• 本文:
○ ○ ○

Text by Kazuhisa / Photo by kiki
4Gamer:
しかしですね。例えば普通の今までの大半のMMOは,上の人がしてる装備とかレベルとか,そういうものを見て下の人がモチベーションを持って上がってくるのがお約束ですよね。善かれ悪しかれ。
| ヴェネツィア出向所での一こま。この街の出向所はこの美しい夕日(だと思う)が特徴的で,ファンも多い |
松原氏:
ええ。
4Gamer:
それがシステム的にも用意されてたりしますし。そういうものっていうのはこのゲームにはあまり見当たりませんね。
松原氏:
うーん,そうですね。もちろんそのシステムを否定するわけじゃないんですけど,その楽しさにいたるまでの過程をもっと楽しんでほしいな,というのが基本コンセプトですから。
4Gamer:
なるほど。
松原氏:
私もね,変な話ですがMMOのプレイに時間を大量に投下できるほうではないので,一日1時間やっても楽しいとか,1時間でもちゃんと何か成果が得られるとか,そういうシステムのほうが嬉しいですね。オンラインゲームというもののパイを広げようと思ったら,やはりそういう部分もキチンとフォローしていかなくてはダメかな,と思いますし。
4Gamer:
もう"一部の人だけのもの"じゃないですしね。

○ ○ ○

• 収集資料:

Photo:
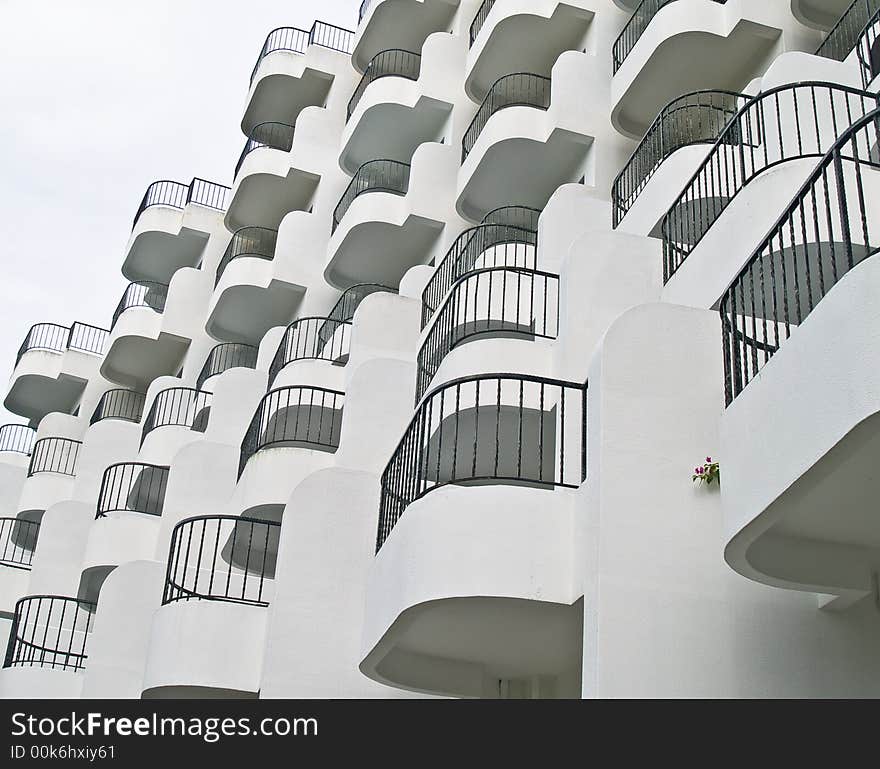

○ ○ ○

• 記述問題 1:
本文について、次の問いに答えよ。
(a) 4Gamerによれば、これまでの大半のMMOでは、下の人は何を見てモチベーションを持つのがお約束か。
(b) 松原氏が基本コンセプトとして挙げているのは何か。
(c) 松原氏は、自分がMMOのプレイに時間をどの程度投下できると述べているか。
• 記述問題 2: 本文の「Text by Kazuhisa」から「てはダメかな,と思いますし。」までを、一字も変えずに書き写せ。

• 解答例 1:
(a) 上の人がしている装備やレベルなど
(b) その楽しさにいたるまでの過程をもっと楽しんでほしいということ
(c) 時間を大量に投下できるほうではない

• 解答例 2:
Text by Kazuhisa / Photo by kiki
4Gamer:
しかしですね。例えば普通の今までの大半のMMOは,上の人がしてる装備とかレベルとか,そういうものを見て下の人がモチベーションを持って上がってくるのがお約束ですよね。善かれ悪しかれ。
| ヴェネツィア出向所での一こま。この街の出向所はこの美しい夕日(だと思う)が特徴的で,ファンも多い |
松原氏:
ええ。
4Gamer:
それがシステム的にも用意されてたりしますし。そういうものっていうのはこのゲームにはあまり見当たりませんね。
松原氏:
うーん,そうですね。もちろんそのシステムを否定するわけじゃないんですけど,その楽しさにいたるまでの過程をもっと楽しんでほしいな,というのが基本コンセプトですから。
4Gamer:
なるほど。
松原氏:
私もね,変な話ですがMMOのプレイに時間を大量に投下できるほうではないので,一日1時間やっても楽しいとか,1時間でもちゃんと何か成果が得られるとか,そういうシステムのほうが嬉しいですね。オンラインゲームというもののパイを広げようと思ったら,やはりそういう部分もキチンとフォローしていかなくてはダメかな,と思いますし。